Count the lines in the data below that contain the string "green", treating case as significant, and reply with only the number.

[Data records]
======

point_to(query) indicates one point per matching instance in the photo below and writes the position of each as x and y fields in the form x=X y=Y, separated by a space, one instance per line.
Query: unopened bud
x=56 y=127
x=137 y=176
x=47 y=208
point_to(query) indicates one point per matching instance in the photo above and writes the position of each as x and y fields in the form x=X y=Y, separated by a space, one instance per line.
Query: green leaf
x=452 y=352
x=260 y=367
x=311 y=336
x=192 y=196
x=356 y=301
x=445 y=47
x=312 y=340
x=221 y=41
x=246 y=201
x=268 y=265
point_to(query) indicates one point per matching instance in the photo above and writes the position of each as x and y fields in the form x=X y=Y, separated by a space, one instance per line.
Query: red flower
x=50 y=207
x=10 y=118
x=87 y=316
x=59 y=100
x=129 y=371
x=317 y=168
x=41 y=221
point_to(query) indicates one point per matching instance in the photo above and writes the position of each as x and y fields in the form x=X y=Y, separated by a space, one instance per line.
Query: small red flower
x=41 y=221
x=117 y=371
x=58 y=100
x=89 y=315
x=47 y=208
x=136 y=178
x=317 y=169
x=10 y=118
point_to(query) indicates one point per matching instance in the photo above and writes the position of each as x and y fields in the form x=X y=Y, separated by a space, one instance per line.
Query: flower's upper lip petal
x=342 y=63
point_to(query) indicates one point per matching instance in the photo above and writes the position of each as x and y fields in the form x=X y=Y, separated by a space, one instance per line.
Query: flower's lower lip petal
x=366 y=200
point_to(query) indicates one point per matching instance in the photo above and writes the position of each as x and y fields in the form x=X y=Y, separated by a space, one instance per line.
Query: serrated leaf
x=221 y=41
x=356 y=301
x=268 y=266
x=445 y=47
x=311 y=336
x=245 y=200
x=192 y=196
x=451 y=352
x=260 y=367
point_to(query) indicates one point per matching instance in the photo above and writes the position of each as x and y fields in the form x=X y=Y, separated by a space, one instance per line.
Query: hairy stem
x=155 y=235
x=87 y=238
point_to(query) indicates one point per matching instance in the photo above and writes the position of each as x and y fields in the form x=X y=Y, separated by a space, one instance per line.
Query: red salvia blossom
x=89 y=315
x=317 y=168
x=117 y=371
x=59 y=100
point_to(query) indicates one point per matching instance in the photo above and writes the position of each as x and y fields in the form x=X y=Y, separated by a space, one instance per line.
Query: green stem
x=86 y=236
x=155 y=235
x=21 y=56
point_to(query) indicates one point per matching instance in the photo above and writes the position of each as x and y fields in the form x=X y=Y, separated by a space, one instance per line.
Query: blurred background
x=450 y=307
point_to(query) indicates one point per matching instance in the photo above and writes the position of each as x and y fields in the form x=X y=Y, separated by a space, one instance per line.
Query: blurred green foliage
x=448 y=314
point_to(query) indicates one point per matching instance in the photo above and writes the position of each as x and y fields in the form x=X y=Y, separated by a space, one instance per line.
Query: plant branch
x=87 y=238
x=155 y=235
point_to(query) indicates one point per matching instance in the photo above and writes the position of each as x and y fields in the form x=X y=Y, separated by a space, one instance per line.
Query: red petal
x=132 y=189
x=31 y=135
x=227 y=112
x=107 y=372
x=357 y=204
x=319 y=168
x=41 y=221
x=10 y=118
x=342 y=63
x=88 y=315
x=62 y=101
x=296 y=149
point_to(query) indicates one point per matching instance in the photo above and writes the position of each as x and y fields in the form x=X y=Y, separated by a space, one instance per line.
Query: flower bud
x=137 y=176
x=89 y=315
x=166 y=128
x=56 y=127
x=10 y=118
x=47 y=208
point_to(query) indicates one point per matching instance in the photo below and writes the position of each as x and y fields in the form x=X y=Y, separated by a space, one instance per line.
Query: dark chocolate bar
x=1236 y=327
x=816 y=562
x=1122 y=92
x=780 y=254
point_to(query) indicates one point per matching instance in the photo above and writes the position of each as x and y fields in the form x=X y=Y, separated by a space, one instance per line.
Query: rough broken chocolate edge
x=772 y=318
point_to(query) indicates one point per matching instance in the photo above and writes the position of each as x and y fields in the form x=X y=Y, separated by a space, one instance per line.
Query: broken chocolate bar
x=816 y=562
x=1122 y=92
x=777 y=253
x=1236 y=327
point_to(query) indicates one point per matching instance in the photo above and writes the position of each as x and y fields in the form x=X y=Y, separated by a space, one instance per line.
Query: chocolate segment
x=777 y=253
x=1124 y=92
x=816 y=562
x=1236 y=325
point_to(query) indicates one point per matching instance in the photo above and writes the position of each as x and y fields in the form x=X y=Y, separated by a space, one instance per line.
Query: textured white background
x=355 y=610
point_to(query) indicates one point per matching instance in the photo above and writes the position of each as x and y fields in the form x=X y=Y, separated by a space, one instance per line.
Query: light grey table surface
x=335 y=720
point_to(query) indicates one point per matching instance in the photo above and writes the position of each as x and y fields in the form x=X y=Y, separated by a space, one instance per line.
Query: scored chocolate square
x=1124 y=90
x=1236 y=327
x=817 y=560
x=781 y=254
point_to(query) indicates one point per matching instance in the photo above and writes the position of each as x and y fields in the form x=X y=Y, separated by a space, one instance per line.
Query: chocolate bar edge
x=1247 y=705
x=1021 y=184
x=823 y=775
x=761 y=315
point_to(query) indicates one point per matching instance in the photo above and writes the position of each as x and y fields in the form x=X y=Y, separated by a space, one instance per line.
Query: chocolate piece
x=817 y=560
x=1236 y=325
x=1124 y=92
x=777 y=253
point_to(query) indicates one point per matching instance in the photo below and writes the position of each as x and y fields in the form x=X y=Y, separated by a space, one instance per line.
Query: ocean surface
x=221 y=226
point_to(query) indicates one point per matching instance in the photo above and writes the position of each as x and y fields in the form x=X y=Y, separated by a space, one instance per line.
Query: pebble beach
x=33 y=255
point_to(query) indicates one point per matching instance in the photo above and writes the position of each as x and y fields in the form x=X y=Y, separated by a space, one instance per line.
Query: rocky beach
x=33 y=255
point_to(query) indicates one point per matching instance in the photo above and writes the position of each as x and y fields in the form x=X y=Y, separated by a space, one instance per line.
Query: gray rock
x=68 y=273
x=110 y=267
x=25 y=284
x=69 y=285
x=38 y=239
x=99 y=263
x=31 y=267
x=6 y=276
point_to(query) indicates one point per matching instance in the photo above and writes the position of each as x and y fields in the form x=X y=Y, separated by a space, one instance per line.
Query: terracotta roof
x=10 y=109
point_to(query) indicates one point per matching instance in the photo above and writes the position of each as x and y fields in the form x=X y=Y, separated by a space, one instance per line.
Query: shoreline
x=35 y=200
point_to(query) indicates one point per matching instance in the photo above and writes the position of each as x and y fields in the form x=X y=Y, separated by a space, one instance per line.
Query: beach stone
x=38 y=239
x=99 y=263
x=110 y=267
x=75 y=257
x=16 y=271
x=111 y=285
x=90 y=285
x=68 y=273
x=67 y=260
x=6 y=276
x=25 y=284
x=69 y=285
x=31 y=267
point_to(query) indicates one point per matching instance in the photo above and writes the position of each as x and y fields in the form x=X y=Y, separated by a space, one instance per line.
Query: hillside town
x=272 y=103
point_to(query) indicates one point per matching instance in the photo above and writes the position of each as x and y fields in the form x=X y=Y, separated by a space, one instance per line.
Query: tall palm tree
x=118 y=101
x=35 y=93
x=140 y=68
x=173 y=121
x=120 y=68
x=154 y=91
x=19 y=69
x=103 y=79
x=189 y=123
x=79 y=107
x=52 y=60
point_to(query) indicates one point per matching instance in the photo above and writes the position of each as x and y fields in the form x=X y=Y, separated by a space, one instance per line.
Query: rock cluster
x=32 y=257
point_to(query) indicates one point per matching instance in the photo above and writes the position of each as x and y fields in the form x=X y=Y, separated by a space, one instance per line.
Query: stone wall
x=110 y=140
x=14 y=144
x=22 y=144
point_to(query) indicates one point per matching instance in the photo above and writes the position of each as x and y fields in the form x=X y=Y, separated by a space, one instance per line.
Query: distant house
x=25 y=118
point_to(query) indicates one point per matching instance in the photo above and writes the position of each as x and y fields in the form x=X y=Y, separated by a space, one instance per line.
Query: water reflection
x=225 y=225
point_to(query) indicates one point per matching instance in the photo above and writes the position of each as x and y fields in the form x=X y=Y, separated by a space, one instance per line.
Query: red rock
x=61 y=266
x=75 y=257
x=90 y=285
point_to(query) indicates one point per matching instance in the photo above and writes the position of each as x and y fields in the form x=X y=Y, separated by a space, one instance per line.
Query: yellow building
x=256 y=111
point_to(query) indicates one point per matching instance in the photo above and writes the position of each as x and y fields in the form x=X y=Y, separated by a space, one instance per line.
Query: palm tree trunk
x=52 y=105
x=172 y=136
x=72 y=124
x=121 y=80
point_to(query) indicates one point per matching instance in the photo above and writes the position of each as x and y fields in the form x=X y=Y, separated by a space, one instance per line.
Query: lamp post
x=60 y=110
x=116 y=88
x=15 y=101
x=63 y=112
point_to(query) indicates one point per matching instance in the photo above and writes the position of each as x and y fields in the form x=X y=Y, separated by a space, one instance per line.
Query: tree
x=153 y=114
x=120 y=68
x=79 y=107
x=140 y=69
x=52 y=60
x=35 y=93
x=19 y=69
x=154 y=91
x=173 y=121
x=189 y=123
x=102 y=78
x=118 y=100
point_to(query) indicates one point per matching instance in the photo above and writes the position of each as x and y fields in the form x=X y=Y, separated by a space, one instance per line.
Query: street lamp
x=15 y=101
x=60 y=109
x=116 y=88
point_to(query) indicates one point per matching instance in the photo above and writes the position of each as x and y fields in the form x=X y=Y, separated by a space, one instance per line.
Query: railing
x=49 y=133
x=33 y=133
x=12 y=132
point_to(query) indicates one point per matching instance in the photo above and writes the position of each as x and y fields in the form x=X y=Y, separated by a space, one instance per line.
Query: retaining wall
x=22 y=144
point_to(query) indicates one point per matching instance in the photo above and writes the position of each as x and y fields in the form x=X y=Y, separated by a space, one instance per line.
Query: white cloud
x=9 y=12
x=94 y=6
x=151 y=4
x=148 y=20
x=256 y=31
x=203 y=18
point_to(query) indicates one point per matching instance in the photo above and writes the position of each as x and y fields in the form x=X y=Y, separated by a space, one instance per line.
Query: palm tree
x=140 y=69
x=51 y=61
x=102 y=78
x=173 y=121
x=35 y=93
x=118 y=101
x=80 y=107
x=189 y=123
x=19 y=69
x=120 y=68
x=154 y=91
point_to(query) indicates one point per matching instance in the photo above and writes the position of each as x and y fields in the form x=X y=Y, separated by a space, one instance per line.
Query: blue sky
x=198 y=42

======

[Solution]
3